Task to carry out:
Print out the full listing, exactly.

Stored data:

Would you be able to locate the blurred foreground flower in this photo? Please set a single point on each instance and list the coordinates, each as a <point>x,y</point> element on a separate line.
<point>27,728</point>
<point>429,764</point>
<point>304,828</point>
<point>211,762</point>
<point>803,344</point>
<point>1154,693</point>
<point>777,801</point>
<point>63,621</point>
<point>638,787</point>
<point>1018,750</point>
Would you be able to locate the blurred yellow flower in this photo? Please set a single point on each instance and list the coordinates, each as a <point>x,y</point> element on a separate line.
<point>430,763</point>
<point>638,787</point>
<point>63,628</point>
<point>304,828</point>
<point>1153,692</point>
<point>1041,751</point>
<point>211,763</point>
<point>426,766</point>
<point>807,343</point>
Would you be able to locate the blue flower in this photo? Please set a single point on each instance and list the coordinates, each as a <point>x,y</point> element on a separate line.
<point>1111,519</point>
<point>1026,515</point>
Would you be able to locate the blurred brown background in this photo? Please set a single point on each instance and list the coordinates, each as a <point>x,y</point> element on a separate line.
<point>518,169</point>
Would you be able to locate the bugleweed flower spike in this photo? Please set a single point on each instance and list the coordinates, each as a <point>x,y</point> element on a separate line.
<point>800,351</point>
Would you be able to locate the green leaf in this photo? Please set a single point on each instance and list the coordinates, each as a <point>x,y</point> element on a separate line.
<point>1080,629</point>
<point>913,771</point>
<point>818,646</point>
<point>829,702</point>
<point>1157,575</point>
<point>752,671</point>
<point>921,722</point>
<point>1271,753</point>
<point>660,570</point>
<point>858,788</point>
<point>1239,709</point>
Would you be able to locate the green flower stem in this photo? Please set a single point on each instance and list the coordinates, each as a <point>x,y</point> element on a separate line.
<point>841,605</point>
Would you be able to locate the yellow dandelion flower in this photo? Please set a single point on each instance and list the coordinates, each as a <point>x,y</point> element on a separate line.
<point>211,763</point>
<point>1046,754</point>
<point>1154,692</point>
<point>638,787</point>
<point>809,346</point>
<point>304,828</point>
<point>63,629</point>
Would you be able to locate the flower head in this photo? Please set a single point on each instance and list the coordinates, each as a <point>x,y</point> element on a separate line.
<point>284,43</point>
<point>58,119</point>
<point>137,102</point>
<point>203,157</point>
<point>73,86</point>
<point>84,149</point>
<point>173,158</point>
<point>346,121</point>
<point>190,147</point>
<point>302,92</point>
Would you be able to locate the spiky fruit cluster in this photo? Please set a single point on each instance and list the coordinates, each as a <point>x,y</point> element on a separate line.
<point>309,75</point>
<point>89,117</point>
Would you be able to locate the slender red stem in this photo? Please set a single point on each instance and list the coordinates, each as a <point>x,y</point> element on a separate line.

Task response:
Would you be able to locate the blurred foreground flower in this photo? Please set a single point on each instance and list the coordinates, each as a <point>x,y</point> element on a separate line.
<point>27,728</point>
<point>429,764</point>
<point>304,828</point>
<point>211,762</point>
<point>803,344</point>
<point>1154,693</point>
<point>777,801</point>
<point>63,621</point>
<point>638,787</point>
<point>1018,750</point>
Would you be able to locate the blurred yellow flower in this photo? Please set a single point on each instance and list the coordinates, each as a <point>x,y</point> element on a separate line.
<point>430,763</point>
<point>638,787</point>
<point>63,628</point>
<point>304,828</point>
<point>1153,692</point>
<point>1041,751</point>
<point>211,763</point>
<point>426,766</point>
<point>807,343</point>
Would you be able to locate the blue flower in this photo? Please set a single point on each instance and list the coordinates, each as a <point>x,y</point> element on a separate line.
<point>1111,519</point>
<point>1026,515</point>
Would you be able to locate the blurred brown background in this photo? Please set a single point on each instance and list the coordinates, each as a <point>x,y</point> element on a separate line.
<point>518,169</point>
Would you be able to locate the bugleweed flower spike in this photo? Please set a single point on each instance and list the coordinates, each as a <point>x,y</point> element on a separate line.
<point>800,351</point>
Would you be able to locate the green leaf in this photo? Please set a single point on each instance and list the coordinates, each as a <point>x,y</point> element on a separate line.
<point>1080,629</point>
<point>913,771</point>
<point>818,646</point>
<point>829,702</point>
<point>1157,575</point>
<point>752,671</point>
<point>921,722</point>
<point>1271,753</point>
<point>660,570</point>
<point>858,788</point>
<point>1239,709</point>
Would you be able to locate the green flower stem in this photo? Please set a single point on each instance and list the coordinates, each as a <point>x,y</point> element on a separate line.
<point>841,605</point>
Would you be able to locate the yellow dandelion flower in this photo? Please set a single point on each instance and list the coordinates, each as a <point>x,y</point> element on a separate line.
<point>211,763</point>
<point>1046,754</point>
<point>1154,692</point>
<point>638,787</point>
<point>809,346</point>
<point>304,828</point>
<point>63,629</point>
Would you be able to locate the flower head in this photo? Please set a single point on each instance and list the coordinates, each as a <point>x,y</point> element on a separate line.
<point>284,43</point>
<point>58,119</point>
<point>137,102</point>
<point>203,157</point>
<point>73,86</point>
<point>84,149</point>
<point>173,158</point>
<point>346,121</point>
<point>190,147</point>
<point>302,92</point>
Would you be able to locate the spiky fruit cluster in this photo? Please set a single point on each instance and list the coordinates, each as a <point>x,y</point> element on a separate line.
<point>309,75</point>
<point>89,117</point>
Would you be able to locate the slender red stem in this photo? Please set a single point on each instance and list the coordinates, each as a <point>x,y</point> element on a separate line.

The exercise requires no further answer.